*DOCUMENT*:
(begin)

Napoleon was born on August 15, 1769 in Ajaccio, Corsica, and was given the

name Napoleone Buonaperte. He was the second of eight children of Carlo and

Letizia Buonaperte, both of the Corsican-Italian gentry. Before Napoleone, no

Buonaparte had ever been a professional soldier. His father Carlo, was a lawyer

who had fought for Corsican independence, but after the French occupied the island

in 1768, he served as a prosecutor and a judge and entered the French aristocracy

as a count. Through his father’s influence, Napoleone was educated at the expense

of King Louis XVI, at Brienne and the Ecole Militaire, in Paris. Napoleone

graduated in 1785, at the age of 16, and joined the artillery as a second lieutenant.

After the revolution began in France, he became a lieutenant colonel (1791) in the

Corsican National Guard. However, when Corsica declared independence in 1793,

Buonaperte, a Republican, and a French patriot, fled to France with his family. He

was assigned, as captain, to an army besieging Toulon, a naval base that was aided

by a British fleet, while in revolt against the republic. It was here that Napoleone

Buonaperte officially changed his name to Napoleon Bonaparte, feeling that it

looked “more French”. It was here too that Napoleon replaced a wounded artillery

general, and seized ground where his guns could drive the British fleet from the

harbor, and Toulon fell. As a result of his accomplishments, Bonapatre was

promoted to brigadier general at the age of 24. In 1795, he saved the revolutionary

government by dispersing an insurgent mob in Paris. Then in 1796 he married

Josephine de Beauharnais, the mother of two children and the widow of an

aristocrat guillotined in the Revolution. Early in his life Napoleon was showing

signs of militaristic geniuses and knowledge for formidable strategy. It was

through the application of his skills, and a revolutionary style of spontaneous

fighting styles than gave Napoleon the opportunities, which he jumped at, making

his the great military leader he is known as today.

(end)

*Raw entries*:
(begin)

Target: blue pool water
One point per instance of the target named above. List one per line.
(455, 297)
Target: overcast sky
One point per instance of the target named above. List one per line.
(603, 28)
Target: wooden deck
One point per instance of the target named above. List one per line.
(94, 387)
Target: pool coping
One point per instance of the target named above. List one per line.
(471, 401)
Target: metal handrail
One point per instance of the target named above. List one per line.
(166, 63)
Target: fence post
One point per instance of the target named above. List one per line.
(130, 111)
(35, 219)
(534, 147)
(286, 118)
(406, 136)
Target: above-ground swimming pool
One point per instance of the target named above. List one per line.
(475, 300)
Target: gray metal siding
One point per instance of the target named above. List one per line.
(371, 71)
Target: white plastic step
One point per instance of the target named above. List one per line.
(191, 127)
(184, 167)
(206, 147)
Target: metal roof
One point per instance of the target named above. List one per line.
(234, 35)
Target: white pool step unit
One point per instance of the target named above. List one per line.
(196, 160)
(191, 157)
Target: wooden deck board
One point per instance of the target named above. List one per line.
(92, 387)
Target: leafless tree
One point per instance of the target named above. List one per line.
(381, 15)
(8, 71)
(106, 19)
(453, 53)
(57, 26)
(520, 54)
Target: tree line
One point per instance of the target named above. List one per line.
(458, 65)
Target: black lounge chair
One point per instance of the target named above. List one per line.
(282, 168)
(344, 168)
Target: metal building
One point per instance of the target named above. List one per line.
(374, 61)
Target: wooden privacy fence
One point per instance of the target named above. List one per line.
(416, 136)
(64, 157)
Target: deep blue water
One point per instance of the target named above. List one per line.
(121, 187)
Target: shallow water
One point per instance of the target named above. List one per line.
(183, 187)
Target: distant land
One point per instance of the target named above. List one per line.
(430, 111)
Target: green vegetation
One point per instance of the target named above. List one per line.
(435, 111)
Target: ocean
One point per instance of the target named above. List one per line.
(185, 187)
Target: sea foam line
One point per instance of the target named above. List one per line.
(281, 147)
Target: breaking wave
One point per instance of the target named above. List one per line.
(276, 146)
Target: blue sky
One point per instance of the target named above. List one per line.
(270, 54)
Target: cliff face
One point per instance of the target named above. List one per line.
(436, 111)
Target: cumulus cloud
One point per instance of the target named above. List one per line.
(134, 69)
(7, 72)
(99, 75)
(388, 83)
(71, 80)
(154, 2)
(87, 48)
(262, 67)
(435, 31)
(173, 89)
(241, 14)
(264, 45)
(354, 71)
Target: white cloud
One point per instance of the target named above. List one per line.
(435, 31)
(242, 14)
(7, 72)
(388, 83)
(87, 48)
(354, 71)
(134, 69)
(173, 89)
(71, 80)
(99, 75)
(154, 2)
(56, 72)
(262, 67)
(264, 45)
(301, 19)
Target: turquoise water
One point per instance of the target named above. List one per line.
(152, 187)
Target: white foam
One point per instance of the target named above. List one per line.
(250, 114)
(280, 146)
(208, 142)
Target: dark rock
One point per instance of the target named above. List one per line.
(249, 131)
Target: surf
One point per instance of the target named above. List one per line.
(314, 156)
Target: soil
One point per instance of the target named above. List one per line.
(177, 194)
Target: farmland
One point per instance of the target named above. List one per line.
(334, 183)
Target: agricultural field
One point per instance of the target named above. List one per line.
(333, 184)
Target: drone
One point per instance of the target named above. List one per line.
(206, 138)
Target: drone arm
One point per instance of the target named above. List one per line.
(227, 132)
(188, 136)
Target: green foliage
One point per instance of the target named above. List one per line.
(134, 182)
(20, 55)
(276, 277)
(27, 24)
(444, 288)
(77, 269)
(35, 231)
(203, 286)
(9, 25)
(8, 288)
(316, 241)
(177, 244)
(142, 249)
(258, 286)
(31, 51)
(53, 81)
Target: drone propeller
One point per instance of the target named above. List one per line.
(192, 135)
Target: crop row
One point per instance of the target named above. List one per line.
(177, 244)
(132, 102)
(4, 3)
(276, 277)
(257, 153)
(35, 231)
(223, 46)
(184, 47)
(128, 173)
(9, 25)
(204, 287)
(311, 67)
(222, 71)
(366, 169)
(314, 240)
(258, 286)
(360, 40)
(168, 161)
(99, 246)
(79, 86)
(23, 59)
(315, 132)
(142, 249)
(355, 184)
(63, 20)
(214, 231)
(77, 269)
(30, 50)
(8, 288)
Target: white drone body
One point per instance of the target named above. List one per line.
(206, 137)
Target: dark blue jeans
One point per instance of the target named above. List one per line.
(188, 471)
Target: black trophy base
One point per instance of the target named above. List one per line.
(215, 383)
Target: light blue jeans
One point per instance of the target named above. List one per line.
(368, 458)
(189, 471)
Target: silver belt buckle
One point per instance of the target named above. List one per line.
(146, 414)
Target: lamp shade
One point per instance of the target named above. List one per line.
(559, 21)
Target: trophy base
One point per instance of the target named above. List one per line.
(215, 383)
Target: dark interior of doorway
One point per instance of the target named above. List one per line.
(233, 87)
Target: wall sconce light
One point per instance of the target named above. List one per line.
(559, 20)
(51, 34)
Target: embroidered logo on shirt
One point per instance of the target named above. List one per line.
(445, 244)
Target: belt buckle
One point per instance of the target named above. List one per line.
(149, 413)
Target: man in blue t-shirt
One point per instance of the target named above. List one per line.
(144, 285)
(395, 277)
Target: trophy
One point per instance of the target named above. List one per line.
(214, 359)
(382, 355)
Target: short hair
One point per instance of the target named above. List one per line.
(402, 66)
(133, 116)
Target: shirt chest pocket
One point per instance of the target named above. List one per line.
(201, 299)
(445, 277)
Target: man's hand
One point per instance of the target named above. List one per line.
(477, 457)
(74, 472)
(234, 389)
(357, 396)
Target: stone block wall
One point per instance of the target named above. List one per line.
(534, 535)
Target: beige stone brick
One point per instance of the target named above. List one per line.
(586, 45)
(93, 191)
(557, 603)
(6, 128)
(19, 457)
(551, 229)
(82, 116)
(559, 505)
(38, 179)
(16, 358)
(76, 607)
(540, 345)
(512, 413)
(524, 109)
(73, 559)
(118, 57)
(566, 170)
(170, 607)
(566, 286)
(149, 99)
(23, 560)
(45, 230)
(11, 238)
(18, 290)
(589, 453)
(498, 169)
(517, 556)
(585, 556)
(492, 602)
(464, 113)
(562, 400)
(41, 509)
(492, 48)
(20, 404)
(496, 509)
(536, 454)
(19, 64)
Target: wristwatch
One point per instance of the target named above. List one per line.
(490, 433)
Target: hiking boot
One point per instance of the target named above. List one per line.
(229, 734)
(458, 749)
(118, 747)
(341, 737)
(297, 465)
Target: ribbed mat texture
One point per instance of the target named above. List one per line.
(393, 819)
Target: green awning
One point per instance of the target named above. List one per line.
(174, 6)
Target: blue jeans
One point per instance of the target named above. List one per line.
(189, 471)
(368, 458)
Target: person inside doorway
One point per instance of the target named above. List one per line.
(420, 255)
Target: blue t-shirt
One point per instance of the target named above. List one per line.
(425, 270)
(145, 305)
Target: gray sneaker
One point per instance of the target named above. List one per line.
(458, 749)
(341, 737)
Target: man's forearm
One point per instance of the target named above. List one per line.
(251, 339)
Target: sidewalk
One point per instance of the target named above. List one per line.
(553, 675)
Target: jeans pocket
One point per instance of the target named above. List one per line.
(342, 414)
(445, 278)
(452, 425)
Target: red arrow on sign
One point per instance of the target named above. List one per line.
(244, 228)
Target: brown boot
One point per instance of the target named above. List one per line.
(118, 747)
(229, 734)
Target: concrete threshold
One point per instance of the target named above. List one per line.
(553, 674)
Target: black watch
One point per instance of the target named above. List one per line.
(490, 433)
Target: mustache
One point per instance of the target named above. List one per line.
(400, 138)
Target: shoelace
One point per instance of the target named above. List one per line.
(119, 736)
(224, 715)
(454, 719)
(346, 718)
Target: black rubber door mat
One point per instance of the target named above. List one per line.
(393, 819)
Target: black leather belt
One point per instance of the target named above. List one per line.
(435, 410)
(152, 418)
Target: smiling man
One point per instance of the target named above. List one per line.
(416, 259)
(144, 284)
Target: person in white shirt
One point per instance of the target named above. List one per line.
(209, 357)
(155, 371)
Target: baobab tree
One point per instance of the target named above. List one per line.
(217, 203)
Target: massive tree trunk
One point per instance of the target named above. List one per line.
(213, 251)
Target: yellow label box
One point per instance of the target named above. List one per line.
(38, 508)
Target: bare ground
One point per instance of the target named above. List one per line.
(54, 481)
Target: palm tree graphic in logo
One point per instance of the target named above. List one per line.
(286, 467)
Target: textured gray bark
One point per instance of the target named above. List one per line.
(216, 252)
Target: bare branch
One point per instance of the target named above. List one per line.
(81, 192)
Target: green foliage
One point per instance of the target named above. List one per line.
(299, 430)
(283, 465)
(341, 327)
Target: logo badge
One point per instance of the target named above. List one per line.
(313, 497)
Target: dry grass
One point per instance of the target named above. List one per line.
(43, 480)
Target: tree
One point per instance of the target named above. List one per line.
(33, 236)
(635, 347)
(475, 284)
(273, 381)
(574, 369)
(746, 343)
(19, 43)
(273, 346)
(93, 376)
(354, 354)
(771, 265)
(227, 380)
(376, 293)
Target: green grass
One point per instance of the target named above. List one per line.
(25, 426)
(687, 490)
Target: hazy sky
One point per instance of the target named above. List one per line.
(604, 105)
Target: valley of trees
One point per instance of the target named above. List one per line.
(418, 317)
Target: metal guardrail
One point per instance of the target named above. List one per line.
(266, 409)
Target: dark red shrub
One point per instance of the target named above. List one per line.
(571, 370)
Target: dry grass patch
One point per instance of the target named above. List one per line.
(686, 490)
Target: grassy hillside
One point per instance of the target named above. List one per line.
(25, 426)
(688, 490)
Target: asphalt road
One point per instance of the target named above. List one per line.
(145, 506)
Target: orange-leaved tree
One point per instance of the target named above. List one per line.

(end)

*EXERCISE SET*:
A: Replace "Ecole Militaire" with "Military School" in the Napoleon passage, and write out its wording starting with "of King Louis" and going on through "a second lieutenant.".
B: Report how many lines of the entries contain the string "stone", giving only the number.
The Napoleon passage and the entries have nothing to do with each other.

*RESPONSES TO THE EXERCISE*:
A:
of King Louis XVI, at Brienne and the Military School, in Paris. Napoleone

graduated in 1785, at the age of 16, and joined the artillery as a second lieutenant.

B: 2